Two Categories, Two Very Different Purposes
This post covers two fund categories that every Indian investor should know about:
- Index Funds: Track a market index (like Nifty 50) passively. No fund manager making stock picks. Lowest cost way to invest in equity.
- ELSS (Equity Linked Savings Scheme): Actively managed equity funds that qualify for Section 80C tax deduction (up to ₹1.5 lakh/year). Come with a 3-year lock-in.
They solve different problems — let's break down each.
Part 1: Index Funds
What is an Index Fund?
An index fund simply buys all the stocks in a specific index in the same proportion. A Nifty 50 index fund owns all 50 Nifty stocks. A Nifty Next 50 fund owns stocks ranked 51-100. There's no fund manager trying to beat the market — the fund just mirrors it.
Why this matters: Research consistently shows that over 10+ years, most actively managed large cap funds fail to beat the Nifty 50 index after fees. If you can't beat the market, just own the market — at the lowest cost possible.

──────

_Stated exercise 1_.
Extract the passage of the post on index funds and ELSS above between "Two Categories, Two" and "invest in equity.", inclusive.
_Stated exercise 2_.
From the entries below, pick out every line that holds the word "tassel". Case counts.

_Exercise materials_.

──────

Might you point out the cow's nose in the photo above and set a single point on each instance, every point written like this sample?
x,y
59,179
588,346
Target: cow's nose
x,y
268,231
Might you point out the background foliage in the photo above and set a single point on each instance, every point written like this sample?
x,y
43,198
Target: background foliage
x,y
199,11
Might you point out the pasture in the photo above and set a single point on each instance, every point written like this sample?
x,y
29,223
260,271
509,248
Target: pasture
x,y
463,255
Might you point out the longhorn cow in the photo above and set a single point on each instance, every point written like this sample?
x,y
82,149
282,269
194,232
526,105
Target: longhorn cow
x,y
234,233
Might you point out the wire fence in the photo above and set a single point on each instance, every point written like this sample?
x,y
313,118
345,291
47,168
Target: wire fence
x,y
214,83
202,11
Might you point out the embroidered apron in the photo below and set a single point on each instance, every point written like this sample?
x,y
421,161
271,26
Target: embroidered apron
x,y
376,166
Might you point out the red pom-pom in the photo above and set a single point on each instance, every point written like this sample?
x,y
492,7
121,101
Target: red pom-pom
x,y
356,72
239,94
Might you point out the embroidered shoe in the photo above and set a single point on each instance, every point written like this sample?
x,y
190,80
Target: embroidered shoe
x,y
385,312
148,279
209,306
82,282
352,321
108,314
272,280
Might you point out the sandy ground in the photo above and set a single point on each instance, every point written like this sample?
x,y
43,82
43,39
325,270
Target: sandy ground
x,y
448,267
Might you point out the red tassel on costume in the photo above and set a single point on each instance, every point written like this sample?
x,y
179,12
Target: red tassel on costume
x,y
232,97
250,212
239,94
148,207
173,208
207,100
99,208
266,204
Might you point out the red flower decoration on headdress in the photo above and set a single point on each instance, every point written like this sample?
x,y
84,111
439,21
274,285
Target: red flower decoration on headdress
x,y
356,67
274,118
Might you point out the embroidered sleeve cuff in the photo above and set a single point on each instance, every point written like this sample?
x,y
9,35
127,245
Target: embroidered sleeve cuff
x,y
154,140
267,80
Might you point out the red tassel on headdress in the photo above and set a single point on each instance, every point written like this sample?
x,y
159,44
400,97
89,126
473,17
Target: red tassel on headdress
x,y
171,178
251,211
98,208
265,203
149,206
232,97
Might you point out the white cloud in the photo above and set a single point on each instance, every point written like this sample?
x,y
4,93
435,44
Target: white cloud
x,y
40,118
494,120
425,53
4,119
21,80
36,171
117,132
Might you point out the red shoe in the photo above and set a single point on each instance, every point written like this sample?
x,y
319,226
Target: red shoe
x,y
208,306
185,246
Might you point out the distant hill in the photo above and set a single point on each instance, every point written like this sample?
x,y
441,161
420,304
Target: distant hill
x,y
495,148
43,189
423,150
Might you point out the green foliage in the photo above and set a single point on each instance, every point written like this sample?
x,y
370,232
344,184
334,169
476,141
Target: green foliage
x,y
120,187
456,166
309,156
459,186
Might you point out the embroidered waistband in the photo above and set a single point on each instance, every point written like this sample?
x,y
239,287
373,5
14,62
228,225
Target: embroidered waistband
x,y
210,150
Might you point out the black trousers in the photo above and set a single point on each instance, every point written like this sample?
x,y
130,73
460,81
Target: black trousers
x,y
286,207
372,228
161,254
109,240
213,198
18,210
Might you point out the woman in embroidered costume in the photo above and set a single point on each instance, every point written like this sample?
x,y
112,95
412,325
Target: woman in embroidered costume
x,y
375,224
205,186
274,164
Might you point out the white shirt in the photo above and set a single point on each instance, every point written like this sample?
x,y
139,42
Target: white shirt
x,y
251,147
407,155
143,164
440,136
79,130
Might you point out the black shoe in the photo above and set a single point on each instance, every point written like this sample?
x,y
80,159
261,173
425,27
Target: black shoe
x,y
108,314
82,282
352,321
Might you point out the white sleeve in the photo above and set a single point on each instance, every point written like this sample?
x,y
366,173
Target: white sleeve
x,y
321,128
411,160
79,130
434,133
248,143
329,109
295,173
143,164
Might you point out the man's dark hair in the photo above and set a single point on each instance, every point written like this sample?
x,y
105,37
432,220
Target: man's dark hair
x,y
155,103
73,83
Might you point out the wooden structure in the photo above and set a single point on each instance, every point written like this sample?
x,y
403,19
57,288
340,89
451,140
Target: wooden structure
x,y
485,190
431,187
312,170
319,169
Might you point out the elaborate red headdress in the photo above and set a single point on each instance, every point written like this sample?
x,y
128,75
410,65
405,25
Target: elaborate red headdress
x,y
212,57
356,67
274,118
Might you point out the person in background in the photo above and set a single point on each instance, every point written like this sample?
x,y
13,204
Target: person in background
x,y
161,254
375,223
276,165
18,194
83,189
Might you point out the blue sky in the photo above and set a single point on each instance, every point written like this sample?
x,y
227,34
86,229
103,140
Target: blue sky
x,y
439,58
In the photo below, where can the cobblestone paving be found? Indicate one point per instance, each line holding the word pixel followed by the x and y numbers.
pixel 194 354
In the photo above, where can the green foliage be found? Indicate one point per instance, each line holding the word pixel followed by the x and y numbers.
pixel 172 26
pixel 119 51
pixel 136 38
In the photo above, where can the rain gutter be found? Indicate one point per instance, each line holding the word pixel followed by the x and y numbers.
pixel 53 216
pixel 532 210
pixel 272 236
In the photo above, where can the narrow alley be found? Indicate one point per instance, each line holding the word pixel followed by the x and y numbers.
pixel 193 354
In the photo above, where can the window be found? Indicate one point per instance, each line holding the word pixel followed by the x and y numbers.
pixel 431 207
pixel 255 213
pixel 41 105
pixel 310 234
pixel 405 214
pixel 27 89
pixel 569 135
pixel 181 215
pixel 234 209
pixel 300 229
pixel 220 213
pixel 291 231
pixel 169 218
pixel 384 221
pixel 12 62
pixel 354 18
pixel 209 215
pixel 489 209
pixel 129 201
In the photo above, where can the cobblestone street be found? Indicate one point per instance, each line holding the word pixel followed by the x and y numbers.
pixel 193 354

──────

_Reply 1_.
Two Categories, Two Very Different Purposes
This post covers two fund categories that every Indian investor should know about:
- Index Funds: Track a market index (like Nifty 50) passively. No fund manager making stock picks. Lowest cost way to invest in equity.

_Reply 2_.
Might you point out the red tassel on costume in the photo above and set a single point on each instance, every point written like this sample?
Target: red tassel on costume
Might you point out the red tassel on headdress in the photo above and set a single point on each instance, every point written like this sample?
Target: red tassel on headdress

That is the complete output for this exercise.